Saved entries:
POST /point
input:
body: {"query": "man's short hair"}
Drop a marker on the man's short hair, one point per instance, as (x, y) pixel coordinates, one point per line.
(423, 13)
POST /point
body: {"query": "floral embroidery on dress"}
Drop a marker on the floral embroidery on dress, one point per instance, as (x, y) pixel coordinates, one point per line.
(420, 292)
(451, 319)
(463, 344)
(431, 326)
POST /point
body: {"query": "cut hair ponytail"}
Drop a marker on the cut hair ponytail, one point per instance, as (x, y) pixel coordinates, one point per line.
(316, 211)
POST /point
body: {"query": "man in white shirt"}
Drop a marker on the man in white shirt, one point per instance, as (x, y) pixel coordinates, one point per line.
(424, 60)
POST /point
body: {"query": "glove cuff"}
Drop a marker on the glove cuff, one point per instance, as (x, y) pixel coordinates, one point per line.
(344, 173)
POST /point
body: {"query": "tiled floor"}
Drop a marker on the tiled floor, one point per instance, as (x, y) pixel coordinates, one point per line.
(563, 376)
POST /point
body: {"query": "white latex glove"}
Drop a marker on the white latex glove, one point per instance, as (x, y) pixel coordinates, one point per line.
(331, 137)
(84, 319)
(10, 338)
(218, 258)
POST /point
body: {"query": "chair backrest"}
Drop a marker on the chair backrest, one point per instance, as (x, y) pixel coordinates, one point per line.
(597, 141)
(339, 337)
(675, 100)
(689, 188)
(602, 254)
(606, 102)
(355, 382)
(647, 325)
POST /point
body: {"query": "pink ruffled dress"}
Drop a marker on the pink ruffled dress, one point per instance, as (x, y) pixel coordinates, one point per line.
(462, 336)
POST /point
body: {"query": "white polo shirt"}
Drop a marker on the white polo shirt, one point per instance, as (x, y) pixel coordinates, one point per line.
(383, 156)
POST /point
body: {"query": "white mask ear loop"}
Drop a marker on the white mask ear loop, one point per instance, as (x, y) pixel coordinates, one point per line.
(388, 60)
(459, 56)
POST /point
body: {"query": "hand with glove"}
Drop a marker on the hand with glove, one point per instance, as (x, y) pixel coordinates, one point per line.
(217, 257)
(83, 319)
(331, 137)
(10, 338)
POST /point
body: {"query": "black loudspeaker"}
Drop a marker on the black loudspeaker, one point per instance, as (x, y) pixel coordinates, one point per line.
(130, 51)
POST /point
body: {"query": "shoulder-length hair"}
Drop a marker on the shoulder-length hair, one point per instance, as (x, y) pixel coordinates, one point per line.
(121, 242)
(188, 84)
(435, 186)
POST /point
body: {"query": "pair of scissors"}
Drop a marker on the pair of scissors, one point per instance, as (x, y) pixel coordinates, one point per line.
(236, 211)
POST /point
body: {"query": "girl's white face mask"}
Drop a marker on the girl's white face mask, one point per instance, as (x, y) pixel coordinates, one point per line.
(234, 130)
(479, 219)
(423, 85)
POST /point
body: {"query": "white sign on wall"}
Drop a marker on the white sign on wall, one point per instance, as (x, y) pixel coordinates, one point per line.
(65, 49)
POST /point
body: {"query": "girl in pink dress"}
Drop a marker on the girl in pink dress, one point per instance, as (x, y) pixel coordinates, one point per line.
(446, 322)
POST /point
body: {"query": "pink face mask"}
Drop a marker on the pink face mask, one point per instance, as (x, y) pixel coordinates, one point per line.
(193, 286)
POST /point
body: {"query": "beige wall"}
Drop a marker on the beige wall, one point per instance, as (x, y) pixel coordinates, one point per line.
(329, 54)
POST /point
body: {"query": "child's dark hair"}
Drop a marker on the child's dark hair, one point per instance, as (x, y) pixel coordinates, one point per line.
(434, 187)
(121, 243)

YOUR ASSIGNMENT: Your reply should contain each entry, copied without alteration.

RESPONSE BOX:
POST /point
input:
body: {"query": "man's short hair"}
Drop a marker on the man's short hair, one point per instance, as (x, y) pixel coordinates, one point per line.
(423, 13)
POST /point
body: {"query": "floral embroidery on dress"}
Drop a marker on the floral embroidery on dress, one point per instance, as (x, y) pixel coordinates, one point per line.
(420, 292)
(451, 319)
(463, 344)
(431, 326)
POST /point
body: {"query": "cut hair ponytail"}
Drop a marker on the cut hair ponytail, one point per instance, as (x, y) pixel coordinates, one point per line.
(316, 211)
POST /point
body: {"query": "man in white shirt"}
Drop a marker on the man in white shirt, one point per instance, as (x, y) pixel coordinates, one point per line.
(424, 60)
POST /point
body: {"query": "glove cuff"}
Drop a marker on the glove cuff, one point per instance, as (x, y) pixel coordinates, one point per line.
(344, 173)
POST /point
body: {"query": "tiled floor"}
Drop a marker on the tiled floor, one point per instance, as (x, y) pixel coordinates, one point per line.
(563, 376)
POST /point
body: {"query": "white latex glove"}
Drop a marker on the white latex glove, one point per instance, as (x, y) pixel coordinates, one point per line.
(331, 137)
(84, 319)
(10, 338)
(218, 258)
POST /point
body: {"query": "chair backrest"}
Drop a marker on the chair backrest, one point per instance, as (x, y) pixel coordinates, one point per line.
(597, 141)
(339, 337)
(675, 100)
(689, 188)
(602, 254)
(606, 102)
(355, 382)
(647, 325)
POST /point
body: {"query": "pink ruffled dress"}
Drop a marker on the pink ruffled dress, one point per instance, as (x, y) pixel coordinates, one point per line.
(462, 336)
POST /point
body: {"query": "white polo shirt"}
Drop a marker on the white polo shirt, one point per instance, as (x, y) pixel coordinates, one point per line.
(383, 156)
POST /point
body: {"query": "white mask ear loop"}
Drop a marker on the white mask ear loop, one point per instance, as (x, y) pixel coordinates, one point per line.
(388, 60)
(459, 56)
POST /point
body: {"query": "hand with glove"}
Drop a marker on the hand with glove, one point per instance, as (x, y) pixel coordinates, one point per line.
(217, 257)
(83, 319)
(331, 137)
(10, 338)
POST /point
body: {"query": "black loudspeaker"}
Drop a marker on the black loudspeaker, one point per instance, as (x, y) pixel coordinates, one point per line.
(130, 51)
POST /point
body: {"query": "shoulder-length hair"}
Drop a marker on the shoulder-length hair, one point per instance, as (x, y) pixel coordinates, one point per line.
(121, 242)
(188, 84)
(435, 186)
POST /point
body: {"query": "pair of scissors"}
Drop a marker on the pair of scissors, one point per instance, as (x, y) pixel coordinates, one point per line.
(236, 211)
POST /point
body: {"query": "girl's white face mask"}
Drop a marker on the girl's white face mask, one point per instance, as (x, y) pixel coordinates, one point per line.
(234, 130)
(479, 219)
(423, 85)
POST /point
body: {"query": "white sign on wall"}
Drop a marker on the white sign on wall, one point per instance, as (x, y) pixel coordinates, one point per line.
(65, 49)
POST /point
body: {"query": "girl in pink dress"}
Drop a marker on the girl in pink dress, one point per instance, as (x, y) pixel coordinates, one point per line.
(446, 322)
POST /point
body: {"query": "pink face mask"}
Drop a marker on the pink face mask, one point per instance, as (x, y) pixel coordinates, one point per line.
(193, 286)
POST /point
body: {"query": "beige wall"}
Drop a marker on the beige wall, one point per instance, as (x, y) pixel coordinates, one point per line.
(329, 54)
POST /point
body: {"query": "child's dark hair"}
Drop a marker on the child's dark hair, one point per instance, as (x, y) pixel coordinates, one point per line.
(434, 187)
(121, 243)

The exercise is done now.